[start of DOCUMENT]

Choosing Investment Advisers and Financial Planners

A recent survey conducted by The Nasdaq Stock Market indicates that stock ownership among the general public has doubled in the past seven years (43% of American adults). The demographics of investors have changed dramatically, with investing no longer the exclusive province of the elderly, affluent, or male. Forty-seven percent of investors are women. Of the women investors, 45 percent say they are the ones primarily responsible for making the investment decision in their households. A majority of investors (55%) are under the age of 50, and one half are not college graduates. Most working-age investors describe themselves as blue or white collar workers (35%) rather than manager/professionals (29%). Ten percent are homemakers.

Americans are realizing that they hold the key and bear the responsibility for their own financial futures. Relying on government or an employer probably won't suffice in the future. As consumers, we constantly face changes in the economy which can create confusion in our financial lives. Inflation, constantly changing tax laws, the increasing volatility of investments, and other factors beyond our control can disrupt plans and budgets. Growing concerns are prompting many people to seek the help of a financial professional.

Questions arise as to how you identify a competent financial adviser who can assist you. The selection of any professional can be done best by following a step-by step search process. You should select a financial adviser by checking his or her credentials, experience, reputation and qualifications. Then, identify your primary needs in seeking financial advice in order to evaluate each financial adviser you meet based on his or her ability to help fulfill those needs. You should select an adviser who can provide the services you need, based on your financial situation and goals. Remember, you are paying this person to help you shape your financial future. It is your responsibility and right to fully investigate the financial adviser's background, methods of practice and credentials.

The term "investment adviser" indicates a business or person with specialized focus on investment planning. Investment advisers must be registered with the Securities and Exchange Commission (SEC) or the state securities regulator where the investment adviser is based.

A 'financial planner' can be a stockbroker, investment adviser or someone who prepares a financial plan that may or may not include securities. Generally, if a financial planner gives advice regarding securities, the person is considered an Investment Adviser.

Before hiring a financial adviser, here are some tips to follow:

  • Decide what you want from a financial adviser. Are you looking for investment or estate-planning advice? Saving for retirement? Financing a child's college education? Defining your goals will make it easier to find an adviser who meets your needs.
  • Ask people you trust for recommendations. As well as family or friends, your accountant, lawyer or banker may be able to help. However, you may want to ask if the recommending party is receiving a referral fee.
  • Interview several advisers before making a decision. Most won't charge for an initial consultation.

[end of DOCUMENT]
[start of RECORDS FOR PROCESSING]

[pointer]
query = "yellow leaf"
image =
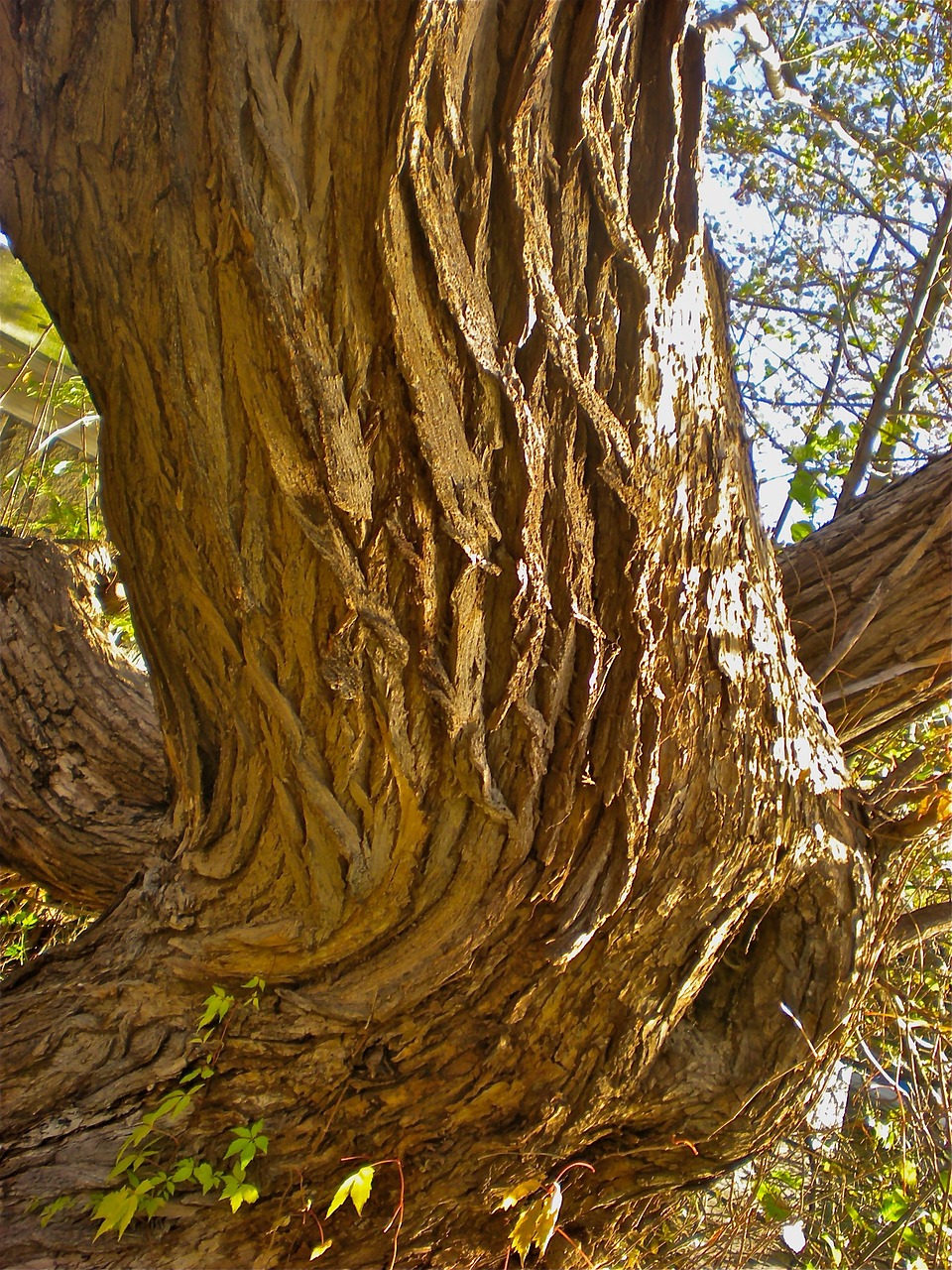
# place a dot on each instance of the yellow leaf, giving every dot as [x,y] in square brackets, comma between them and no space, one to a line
[357,1187]
[537,1223]
[520,1192]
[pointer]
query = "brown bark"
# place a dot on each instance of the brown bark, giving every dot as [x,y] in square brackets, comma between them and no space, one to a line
[82,790]
[85,847]
[869,598]
[489,746]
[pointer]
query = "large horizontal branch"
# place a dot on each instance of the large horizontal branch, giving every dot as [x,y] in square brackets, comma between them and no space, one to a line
[82,781]
[869,601]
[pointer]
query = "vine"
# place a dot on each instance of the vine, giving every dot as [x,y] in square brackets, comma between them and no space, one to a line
[146,1188]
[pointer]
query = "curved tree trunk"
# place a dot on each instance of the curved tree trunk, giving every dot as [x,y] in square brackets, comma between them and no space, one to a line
[489,744]
[82,790]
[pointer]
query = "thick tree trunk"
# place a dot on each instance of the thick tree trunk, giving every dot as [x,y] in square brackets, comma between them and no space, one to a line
[865,595]
[82,789]
[489,744]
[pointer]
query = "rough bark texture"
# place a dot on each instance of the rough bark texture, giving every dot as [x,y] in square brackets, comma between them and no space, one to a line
[867,599]
[870,606]
[489,743]
[82,788]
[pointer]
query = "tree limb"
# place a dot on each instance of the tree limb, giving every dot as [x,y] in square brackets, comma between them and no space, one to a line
[930,277]
[869,602]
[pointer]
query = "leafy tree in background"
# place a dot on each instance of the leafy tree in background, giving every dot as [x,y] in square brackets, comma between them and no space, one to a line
[477,706]
[833,132]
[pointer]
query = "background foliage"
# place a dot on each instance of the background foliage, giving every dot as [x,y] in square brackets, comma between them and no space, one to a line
[825,203]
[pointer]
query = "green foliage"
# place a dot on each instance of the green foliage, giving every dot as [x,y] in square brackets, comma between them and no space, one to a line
[31,921]
[148,1185]
[839,206]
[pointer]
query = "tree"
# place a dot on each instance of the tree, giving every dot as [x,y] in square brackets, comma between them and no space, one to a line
[488,743]
[833,131]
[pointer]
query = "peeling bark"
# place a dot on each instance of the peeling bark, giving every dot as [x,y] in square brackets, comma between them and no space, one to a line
[489,744]
[82,789]
[869,599]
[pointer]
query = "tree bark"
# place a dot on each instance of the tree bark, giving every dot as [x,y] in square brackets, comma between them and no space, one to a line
[489,746]
[865,599]
[82,788]
[870,607]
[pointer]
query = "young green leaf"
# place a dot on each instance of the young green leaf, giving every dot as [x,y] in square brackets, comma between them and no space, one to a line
[116,1209]
[357,1187]
[238,1192]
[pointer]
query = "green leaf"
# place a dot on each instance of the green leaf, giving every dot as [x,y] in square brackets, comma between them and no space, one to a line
[216,1007]
[116,1209]
[893,1206]
[537,1223]
[204,1176]
[357,1187]
[238,1192]
[772,1205]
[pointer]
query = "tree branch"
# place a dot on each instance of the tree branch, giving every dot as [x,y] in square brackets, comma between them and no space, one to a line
[82,785]
[930,276]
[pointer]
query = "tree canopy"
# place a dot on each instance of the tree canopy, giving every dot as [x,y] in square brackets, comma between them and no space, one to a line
[481,825]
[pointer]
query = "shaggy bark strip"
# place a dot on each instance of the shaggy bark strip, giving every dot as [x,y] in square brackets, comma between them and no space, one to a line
[489,743]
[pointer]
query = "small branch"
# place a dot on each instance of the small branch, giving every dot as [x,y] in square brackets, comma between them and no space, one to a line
[920,925]
[929,278]
[866,612]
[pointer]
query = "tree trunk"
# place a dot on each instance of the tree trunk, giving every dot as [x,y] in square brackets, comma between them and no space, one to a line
[82,790]
[489,746]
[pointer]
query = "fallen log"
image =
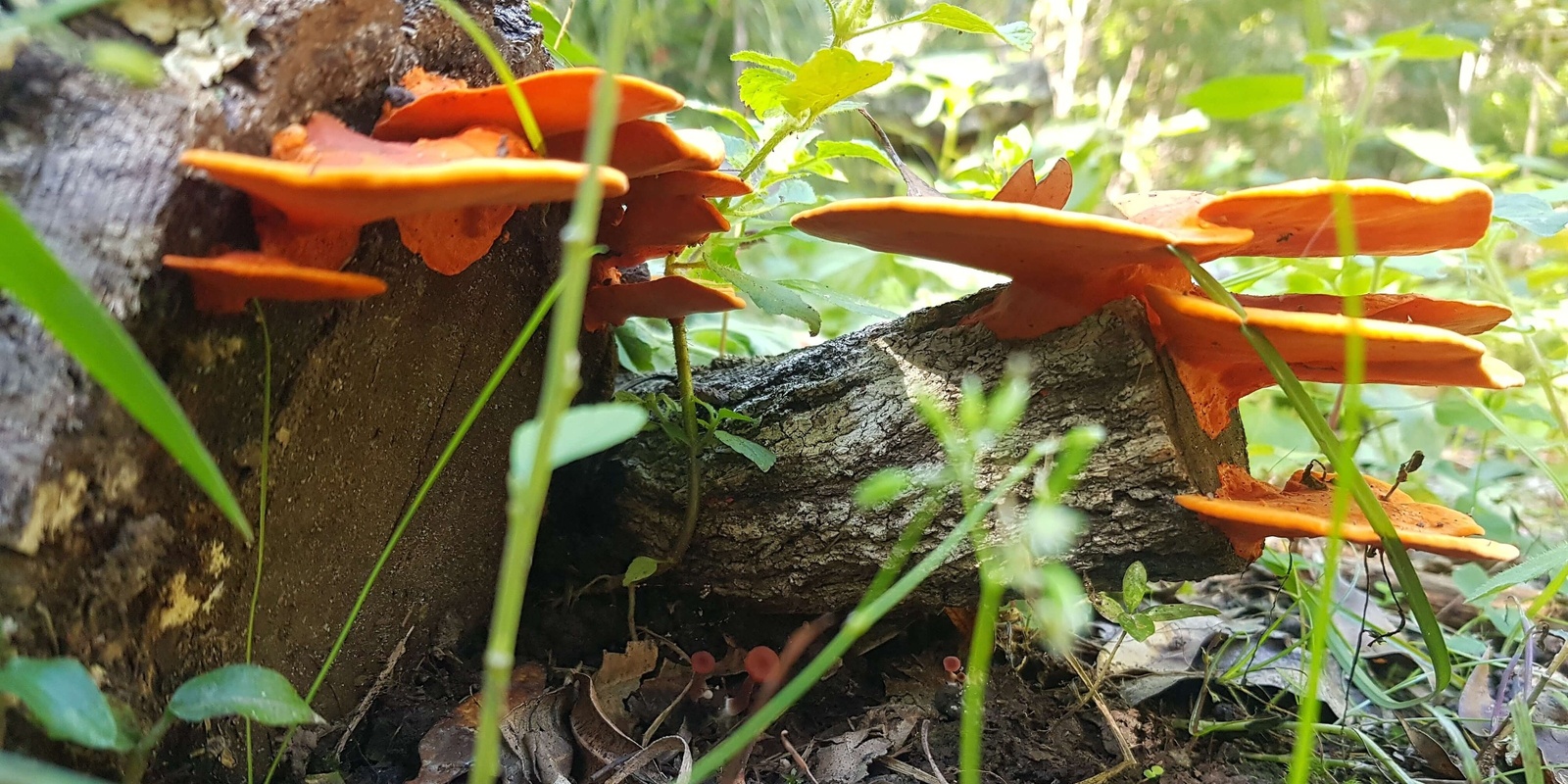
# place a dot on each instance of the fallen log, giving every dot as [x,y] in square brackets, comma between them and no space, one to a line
[792,540]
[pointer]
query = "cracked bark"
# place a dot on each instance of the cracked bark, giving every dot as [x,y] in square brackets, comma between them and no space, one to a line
[791,540]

[end of RECORDS FOR PROCESSING]

◆ CHALLENGES ◆
A) Revise the passage of the text on choosing financial advisers starting with "A 'financial planner'" and going on through "a referral fee.", replacing "referral fee" with "finder's fee".
B) Report every line of the records that contains the string “curved”.

◆ THE ANSWERS ◆
A)
A 'financial planner' can be a stockbroker, investment adviser or someone who prepares a financial plan that may or may not include securities. Generally, if a financial planner gives advice regarding securities, the person is considered an Investment Adviser.

Before hiring a financial adviser, here are some tips to follow:

  • Decide what you want from a financial adviser. Are you looking for investment or estate-planning advice? Saving for retirement? Financing a child's college education? Defining your goals will make it easier to find an adviser who meets your needs.
  • Ask people you trust for recommendations. As well as family or friends, your accountant, lawyer or banker may be able to help. However, you may want to ask if the recommending party is receiving a finder's fee.

B)
query = "curved tree trunk"
# place a dot on each instance of the curved tree trunk, giving every dot as [x,y] in square brackets, comma between them and no space, one to a line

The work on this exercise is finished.